#### Compiti assegnati:
[1] Nel testo sui campi per rifugiati, in base a quale criterio erano divise le attività lavorative lungo le viuzze interne?
[2] Estendi il testo sui campi per rifugiati, proseguendo dopo la sua ultima frase.

#### Testo riportato:
------------------------------

I campi, pensati come strutture temporanee, sono andati via via organizzandosi in modo sempre più stabile. Attraversando le viuzze interne era possibile notare come sui lati fossero disposte varie attività lavorative e che queste fossero divise per nazionalità, ciascuna nazionalità aveva l’esclusiva in un determinato settore. Era possibile vedere come cambiavano, a seconda della ricchezza, la tipologia di baracche e di materiali con cui erano costruite. Da rifugi temporanei a piccoli quartieri. Così il campo per rifugiati, pensato per essere temporaneo, è divenuto una vera e propria città con negozi, bancarelle, servizi, scuole, ospedali…
Un giovane rifugiato ci disse di essere felice, nonostante la situazione lì nel campo fosse pesante, nonostante fosse difficile lavorare per poter dare da mangiare ai propri figli. Ci disse che era felice, anche se forse non lo era veramente, perché lì, senza felicità, sarebbe stata ancora più dura.

------------------------------

#### Materiale fornito:
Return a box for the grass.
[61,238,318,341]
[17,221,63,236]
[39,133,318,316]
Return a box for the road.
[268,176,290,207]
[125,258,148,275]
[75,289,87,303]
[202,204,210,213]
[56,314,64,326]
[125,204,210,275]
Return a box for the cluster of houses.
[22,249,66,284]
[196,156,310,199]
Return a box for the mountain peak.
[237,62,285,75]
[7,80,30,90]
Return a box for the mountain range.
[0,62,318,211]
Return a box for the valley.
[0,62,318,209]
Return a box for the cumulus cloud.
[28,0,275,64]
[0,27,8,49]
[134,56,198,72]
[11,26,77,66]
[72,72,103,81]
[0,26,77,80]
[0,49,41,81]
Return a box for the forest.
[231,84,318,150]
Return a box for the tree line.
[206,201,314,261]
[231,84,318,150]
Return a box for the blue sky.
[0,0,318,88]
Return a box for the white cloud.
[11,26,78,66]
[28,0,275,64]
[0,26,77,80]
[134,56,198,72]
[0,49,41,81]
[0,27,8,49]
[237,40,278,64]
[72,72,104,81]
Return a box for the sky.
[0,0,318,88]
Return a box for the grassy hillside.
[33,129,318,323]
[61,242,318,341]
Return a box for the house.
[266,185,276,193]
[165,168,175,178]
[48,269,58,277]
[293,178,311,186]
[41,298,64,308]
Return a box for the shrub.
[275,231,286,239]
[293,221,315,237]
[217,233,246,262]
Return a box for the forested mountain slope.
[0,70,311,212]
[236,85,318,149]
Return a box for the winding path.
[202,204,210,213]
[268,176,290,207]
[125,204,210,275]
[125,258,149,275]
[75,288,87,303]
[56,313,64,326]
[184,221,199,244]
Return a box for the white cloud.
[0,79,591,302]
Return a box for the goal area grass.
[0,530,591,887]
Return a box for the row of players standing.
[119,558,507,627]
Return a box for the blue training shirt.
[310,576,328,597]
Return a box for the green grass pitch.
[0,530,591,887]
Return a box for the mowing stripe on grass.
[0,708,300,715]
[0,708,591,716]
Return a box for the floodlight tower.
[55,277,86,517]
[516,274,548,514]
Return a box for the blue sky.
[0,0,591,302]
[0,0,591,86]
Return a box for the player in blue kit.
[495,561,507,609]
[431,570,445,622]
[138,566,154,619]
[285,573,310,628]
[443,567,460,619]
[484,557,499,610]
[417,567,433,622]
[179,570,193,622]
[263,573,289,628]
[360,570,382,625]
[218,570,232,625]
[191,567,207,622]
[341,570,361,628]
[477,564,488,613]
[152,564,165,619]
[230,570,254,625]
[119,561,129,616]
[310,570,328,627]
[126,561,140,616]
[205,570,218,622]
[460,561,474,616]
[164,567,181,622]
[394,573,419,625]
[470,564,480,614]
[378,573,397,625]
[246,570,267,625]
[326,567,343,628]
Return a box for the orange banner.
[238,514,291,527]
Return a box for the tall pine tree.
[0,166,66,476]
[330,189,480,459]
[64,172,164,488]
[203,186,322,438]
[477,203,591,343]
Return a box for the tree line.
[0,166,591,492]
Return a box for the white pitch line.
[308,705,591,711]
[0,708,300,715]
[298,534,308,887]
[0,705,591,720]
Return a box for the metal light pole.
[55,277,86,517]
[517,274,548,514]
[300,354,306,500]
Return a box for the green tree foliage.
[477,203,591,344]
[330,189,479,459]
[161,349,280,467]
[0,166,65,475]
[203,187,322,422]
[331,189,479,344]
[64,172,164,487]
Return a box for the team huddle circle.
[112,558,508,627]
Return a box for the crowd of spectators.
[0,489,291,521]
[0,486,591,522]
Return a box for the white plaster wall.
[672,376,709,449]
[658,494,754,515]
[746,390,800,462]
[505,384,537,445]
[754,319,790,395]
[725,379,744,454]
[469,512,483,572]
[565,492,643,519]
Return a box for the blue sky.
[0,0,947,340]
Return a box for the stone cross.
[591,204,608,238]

------------------------------

#### Soluzioni:
[1] Erano divise per nazionalità, e ciascuna aveva l'esclusiva in un determinato settore.

[2]
Non stupisce quindi lo sconforto odierno degli abitanti di Kakuma, che alcuni siti hanno sintetizzato con “No other home”: il campo è divenuto una casa per chi vi è rifugiato, specie per chi è lì da sempre o da molto tempo.
Per i rifugiati di Kakuma e Dadaab sarà importante conservare quei sentimenti positivi, come quel giovane papà, con cui affrontano una realtà così difficile. Soprattutto in questo momento in cui c’è il rischio che debbano abbandonare quel luogo che, di nuovo o per la prima volta, hanno considerato come propria casa.